*Records for the exercise*.
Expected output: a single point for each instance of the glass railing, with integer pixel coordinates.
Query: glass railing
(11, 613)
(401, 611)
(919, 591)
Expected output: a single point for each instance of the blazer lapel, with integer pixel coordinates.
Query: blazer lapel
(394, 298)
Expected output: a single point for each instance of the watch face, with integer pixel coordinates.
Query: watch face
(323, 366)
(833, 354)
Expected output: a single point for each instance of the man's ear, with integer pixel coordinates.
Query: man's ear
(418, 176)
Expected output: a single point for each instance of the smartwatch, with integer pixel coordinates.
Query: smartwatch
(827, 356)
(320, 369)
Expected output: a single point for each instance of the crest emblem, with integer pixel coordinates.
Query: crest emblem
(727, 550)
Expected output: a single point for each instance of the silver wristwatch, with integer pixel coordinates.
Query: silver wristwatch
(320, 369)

*What to work on*. Retype every one of the rows above, word for word and point for point.

*Written answer*.
Expected output: a single point for each instance of the glass railing, with integer pixel coordinates.
Query: glass railing
(11, 613)
(401, 611)
(919, 591)
Expected output: a single point for each instance of the blazer lapel, with integer pixel coordinates.
Query: blazer lapel
(394, 298)
Expected output: a single point for each instance of the watch face, with integer pixel coordinates.
Query: watch face
(323, 366)
(833, 354)
Expected output: a single point for each instance of the man's ear, with integer pixel coordinates.
Query: man's ear
(418, 176)
Expected output: a single point for each instance of the smartwatch, with integer pixel coordinates.
Query: smartwatch
(827, 356)
(320, 369)
Expected output: a single point for each instance of the crest emblem, with integer pixel coordinates.
Query: crest emblem
(727, 550)
Expected output: a single point for each instance of the silver wristwatch, with integer pixel coordinates.
Query: silver wristwatch
(320, 369)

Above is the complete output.